TASK DETAILS
Starting with the line that contains "TARGET = white wall tire", set down each line through the end of the entries below, exactly and with nothing added.

THE INPUT
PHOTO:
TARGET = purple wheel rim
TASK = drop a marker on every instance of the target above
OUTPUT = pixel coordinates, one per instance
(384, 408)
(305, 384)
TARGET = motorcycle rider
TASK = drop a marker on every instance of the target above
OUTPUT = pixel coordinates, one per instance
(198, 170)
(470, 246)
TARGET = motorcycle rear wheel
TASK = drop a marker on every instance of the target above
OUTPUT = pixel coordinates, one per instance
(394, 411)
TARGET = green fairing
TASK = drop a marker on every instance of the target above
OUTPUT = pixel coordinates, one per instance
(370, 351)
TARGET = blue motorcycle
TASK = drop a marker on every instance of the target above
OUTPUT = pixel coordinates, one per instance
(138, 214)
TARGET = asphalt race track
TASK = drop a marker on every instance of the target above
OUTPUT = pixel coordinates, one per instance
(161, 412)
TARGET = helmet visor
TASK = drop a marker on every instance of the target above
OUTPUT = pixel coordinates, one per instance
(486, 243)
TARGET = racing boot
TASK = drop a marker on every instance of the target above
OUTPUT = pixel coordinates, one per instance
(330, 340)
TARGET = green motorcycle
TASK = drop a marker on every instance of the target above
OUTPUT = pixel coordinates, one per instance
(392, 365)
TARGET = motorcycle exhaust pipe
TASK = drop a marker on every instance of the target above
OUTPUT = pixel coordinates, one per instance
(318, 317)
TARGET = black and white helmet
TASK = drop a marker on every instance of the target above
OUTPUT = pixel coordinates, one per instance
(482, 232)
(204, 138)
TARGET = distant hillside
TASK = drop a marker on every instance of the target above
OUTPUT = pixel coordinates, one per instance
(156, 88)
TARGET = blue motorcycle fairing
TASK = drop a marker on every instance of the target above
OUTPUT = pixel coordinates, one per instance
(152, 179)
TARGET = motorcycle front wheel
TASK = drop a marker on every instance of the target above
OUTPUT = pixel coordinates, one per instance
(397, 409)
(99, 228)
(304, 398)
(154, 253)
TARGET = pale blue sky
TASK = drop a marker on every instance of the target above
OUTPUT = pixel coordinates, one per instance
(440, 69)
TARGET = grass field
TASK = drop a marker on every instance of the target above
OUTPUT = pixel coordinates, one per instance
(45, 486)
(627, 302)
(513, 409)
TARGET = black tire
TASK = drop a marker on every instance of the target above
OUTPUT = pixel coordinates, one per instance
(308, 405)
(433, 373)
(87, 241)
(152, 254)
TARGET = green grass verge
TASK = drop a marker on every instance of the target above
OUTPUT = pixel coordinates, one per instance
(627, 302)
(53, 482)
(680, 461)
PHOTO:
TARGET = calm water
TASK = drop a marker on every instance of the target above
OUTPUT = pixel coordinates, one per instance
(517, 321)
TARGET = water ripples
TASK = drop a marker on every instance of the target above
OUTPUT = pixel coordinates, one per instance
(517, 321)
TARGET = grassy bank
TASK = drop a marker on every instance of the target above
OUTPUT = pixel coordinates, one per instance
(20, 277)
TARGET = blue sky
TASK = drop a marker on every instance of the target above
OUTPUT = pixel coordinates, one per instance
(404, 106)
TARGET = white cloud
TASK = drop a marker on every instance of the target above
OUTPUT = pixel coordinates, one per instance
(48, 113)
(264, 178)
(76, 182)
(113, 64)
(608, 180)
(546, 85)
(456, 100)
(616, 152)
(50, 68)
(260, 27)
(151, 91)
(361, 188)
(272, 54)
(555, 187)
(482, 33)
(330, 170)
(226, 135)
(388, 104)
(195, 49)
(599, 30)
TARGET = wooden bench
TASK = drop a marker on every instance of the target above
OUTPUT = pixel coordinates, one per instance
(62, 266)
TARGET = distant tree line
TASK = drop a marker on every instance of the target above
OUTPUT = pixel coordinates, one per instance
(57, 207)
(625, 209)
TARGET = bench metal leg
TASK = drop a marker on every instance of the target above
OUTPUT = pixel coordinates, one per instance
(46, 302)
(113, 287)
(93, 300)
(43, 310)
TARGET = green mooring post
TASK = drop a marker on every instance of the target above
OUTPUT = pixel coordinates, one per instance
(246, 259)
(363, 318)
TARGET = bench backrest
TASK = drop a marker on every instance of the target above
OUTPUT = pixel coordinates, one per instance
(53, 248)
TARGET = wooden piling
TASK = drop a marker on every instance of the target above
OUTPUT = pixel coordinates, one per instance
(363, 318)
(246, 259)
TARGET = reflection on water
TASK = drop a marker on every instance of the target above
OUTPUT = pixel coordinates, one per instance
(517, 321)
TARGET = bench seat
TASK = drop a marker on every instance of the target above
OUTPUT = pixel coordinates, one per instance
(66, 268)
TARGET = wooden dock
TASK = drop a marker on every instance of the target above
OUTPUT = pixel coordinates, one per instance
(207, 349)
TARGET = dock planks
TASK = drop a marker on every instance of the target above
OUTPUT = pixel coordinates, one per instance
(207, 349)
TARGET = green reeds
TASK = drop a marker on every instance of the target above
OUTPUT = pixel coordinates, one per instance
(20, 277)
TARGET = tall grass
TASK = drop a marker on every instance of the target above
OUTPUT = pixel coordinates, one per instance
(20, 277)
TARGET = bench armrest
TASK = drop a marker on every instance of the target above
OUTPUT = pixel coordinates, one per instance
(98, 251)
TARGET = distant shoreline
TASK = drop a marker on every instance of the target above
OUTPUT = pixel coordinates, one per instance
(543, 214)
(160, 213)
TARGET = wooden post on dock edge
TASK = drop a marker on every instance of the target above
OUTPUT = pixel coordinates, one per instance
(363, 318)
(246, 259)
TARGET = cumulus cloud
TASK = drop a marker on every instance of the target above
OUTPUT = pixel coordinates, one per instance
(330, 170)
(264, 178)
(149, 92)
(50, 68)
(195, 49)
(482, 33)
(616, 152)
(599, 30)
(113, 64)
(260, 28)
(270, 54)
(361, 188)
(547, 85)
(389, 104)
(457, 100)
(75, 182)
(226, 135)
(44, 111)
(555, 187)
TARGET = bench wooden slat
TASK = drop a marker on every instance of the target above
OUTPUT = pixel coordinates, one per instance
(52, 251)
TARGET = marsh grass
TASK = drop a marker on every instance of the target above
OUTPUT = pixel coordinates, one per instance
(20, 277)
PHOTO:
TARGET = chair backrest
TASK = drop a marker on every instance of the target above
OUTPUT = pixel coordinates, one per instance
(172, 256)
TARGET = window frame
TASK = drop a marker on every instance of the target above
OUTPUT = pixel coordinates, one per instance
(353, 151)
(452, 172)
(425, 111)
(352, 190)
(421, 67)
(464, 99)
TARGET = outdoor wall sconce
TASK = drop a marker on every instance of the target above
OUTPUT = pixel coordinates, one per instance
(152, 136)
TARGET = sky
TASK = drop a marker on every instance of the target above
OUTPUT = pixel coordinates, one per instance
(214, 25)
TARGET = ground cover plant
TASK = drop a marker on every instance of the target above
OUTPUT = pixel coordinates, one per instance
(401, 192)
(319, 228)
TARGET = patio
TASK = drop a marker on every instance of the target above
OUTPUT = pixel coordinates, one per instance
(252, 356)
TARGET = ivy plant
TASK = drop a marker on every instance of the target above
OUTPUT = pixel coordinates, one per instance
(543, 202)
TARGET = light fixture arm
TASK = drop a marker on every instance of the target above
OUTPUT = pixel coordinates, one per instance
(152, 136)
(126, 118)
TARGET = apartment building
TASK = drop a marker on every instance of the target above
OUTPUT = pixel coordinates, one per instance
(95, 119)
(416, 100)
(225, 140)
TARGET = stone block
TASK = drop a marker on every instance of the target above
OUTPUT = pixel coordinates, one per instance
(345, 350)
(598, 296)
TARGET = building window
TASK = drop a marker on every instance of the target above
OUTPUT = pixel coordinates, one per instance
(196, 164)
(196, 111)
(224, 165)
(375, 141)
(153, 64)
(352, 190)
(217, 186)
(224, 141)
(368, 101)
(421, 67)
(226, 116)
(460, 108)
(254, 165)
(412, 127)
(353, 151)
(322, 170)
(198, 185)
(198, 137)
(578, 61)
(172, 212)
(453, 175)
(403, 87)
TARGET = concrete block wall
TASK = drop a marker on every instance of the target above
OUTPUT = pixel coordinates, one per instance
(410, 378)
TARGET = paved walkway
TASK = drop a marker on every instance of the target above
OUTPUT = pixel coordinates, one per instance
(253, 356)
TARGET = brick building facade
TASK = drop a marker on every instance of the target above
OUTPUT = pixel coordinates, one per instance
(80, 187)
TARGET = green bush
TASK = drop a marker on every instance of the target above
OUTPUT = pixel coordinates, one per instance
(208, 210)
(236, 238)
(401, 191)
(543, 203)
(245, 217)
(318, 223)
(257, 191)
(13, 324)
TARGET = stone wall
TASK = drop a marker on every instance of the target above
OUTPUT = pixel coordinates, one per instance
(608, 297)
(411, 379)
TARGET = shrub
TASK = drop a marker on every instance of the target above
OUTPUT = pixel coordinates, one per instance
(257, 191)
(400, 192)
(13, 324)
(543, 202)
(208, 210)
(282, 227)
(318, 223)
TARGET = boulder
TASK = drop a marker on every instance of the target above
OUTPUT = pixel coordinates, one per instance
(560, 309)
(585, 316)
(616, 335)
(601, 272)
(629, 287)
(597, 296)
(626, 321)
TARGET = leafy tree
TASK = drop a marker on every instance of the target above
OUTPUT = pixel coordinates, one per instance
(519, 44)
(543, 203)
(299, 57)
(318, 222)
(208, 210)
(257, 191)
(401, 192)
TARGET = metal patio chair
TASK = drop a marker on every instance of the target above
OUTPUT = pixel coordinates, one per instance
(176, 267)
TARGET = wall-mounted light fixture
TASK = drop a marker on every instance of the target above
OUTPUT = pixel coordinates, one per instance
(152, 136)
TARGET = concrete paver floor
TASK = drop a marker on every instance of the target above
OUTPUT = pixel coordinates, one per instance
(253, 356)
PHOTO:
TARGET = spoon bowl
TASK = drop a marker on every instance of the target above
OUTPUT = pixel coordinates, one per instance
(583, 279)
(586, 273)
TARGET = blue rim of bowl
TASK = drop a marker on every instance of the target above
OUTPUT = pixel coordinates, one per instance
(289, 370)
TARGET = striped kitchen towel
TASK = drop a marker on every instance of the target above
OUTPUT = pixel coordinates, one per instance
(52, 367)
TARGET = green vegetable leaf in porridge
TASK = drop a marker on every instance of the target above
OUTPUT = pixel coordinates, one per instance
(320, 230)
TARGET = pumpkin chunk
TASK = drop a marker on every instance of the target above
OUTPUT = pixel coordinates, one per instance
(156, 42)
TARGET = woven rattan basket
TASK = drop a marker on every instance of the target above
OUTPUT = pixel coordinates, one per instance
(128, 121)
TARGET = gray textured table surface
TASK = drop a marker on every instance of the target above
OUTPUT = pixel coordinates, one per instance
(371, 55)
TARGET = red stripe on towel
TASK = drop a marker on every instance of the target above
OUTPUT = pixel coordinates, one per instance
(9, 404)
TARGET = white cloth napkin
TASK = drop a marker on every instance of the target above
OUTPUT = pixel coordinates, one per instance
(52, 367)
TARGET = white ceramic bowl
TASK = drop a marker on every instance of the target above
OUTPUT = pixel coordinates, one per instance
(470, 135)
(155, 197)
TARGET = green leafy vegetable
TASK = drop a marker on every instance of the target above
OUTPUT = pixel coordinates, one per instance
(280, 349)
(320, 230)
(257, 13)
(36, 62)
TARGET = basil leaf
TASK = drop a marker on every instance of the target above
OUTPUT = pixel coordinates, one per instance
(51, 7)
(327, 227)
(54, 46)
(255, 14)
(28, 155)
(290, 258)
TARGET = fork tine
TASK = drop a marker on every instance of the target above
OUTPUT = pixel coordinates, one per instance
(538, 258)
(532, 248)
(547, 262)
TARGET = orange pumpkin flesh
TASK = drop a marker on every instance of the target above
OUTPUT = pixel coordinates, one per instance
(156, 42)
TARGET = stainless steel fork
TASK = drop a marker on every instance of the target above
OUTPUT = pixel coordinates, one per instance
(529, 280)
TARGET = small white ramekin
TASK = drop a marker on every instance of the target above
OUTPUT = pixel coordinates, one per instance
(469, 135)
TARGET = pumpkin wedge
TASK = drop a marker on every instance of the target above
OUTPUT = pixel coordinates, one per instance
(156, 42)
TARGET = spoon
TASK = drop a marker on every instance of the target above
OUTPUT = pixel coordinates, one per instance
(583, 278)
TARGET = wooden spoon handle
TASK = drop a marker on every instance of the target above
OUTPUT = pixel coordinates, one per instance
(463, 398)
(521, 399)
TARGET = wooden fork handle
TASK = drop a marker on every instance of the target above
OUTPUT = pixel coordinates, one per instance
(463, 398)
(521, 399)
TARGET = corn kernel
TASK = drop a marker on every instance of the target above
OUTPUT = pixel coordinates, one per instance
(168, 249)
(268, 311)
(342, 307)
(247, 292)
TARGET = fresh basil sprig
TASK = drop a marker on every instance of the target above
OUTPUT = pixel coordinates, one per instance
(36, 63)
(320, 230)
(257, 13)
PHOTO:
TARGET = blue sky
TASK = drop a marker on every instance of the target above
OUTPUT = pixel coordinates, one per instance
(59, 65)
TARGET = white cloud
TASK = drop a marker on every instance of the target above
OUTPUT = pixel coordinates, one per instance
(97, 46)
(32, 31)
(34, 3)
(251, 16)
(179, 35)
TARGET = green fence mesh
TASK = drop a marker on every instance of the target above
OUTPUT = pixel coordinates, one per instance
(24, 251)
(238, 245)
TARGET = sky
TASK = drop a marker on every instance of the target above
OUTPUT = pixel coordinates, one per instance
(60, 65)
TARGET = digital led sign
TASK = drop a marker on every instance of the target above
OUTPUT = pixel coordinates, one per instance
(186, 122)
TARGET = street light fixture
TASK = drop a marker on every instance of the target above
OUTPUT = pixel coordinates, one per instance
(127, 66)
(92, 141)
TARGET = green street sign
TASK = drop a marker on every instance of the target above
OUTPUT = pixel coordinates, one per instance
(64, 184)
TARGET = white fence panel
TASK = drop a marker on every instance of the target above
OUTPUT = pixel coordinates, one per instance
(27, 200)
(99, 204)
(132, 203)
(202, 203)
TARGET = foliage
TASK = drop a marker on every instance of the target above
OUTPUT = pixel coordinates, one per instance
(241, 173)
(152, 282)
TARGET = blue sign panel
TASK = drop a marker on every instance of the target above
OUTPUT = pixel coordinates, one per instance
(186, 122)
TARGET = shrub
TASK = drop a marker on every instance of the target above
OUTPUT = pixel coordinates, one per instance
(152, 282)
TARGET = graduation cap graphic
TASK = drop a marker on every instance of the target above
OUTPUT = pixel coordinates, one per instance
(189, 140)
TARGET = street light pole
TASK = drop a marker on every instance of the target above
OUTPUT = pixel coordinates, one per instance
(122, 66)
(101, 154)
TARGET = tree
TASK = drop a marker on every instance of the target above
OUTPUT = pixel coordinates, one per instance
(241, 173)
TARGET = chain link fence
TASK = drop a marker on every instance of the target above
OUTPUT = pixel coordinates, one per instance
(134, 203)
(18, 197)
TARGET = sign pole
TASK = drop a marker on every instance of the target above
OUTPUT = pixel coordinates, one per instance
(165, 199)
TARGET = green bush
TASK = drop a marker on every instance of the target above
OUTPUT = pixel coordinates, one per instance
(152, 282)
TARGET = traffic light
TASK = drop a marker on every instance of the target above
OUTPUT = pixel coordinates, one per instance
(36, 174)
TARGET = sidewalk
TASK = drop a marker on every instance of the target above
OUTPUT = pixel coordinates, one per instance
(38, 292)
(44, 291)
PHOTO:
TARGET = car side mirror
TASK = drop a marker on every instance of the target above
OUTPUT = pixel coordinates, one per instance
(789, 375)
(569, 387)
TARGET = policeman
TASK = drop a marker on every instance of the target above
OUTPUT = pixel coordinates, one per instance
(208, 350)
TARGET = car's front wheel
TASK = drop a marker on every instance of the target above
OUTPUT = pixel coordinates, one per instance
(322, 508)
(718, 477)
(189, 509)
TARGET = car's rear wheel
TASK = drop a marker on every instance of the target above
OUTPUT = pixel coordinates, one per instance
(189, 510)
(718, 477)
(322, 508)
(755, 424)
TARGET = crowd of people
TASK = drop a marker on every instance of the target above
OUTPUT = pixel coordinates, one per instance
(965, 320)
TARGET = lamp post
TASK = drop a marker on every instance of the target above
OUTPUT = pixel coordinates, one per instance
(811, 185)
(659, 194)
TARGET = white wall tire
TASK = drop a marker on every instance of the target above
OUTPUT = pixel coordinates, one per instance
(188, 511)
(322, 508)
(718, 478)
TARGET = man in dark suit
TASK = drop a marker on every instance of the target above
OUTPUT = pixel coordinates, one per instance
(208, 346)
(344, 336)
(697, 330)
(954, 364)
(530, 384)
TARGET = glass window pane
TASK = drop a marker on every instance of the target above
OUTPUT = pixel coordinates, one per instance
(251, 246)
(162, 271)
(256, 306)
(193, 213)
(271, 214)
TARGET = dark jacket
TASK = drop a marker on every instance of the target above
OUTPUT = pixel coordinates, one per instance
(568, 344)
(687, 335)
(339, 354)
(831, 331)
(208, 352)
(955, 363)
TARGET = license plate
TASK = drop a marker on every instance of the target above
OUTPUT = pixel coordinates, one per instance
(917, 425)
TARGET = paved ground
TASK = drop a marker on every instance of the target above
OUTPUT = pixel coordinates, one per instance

WRITTEN SOLUTION
TARGET = white wall tire
TASK = drop a marker on every instance of the target above
OUTPUT = pixel coordinates, one per instance
(188, 511)
(322, 508)
(718, 478)
TARGET = man in dark suit
TASK = drop a marker on every instance of the target above
OUTPUT = pixel coordinates, one per instance
(208, 346)
(344, 336)
(697, 330)
(954, 364)
(530, 384)
TARGET = glass window pane
TASK = drop a marker on every instance of the target above
OUTPUT = pixel coordinates, one per instance
(251, 246)
(162, 271)
(256, 306)
(193, 213)
(271, 214)
TARGET = dark jacket
TASK = drop a marker on every instance of the target above
OUTPUT = pixel coordinates, one per instance
(568, 344)
(687, 335)
(339, 354)
(831, 331)
(208, 352)
(955, 363)
TARGET = license plate
TASK = drop a marker on every instance of the target above
OUTPUT = pixel coordinates, one per instance
(917, 425)
TARGET = paved ground
TASK = drop a marker on every instance of the target above
OUTPUT = pixel coordinates, one per instance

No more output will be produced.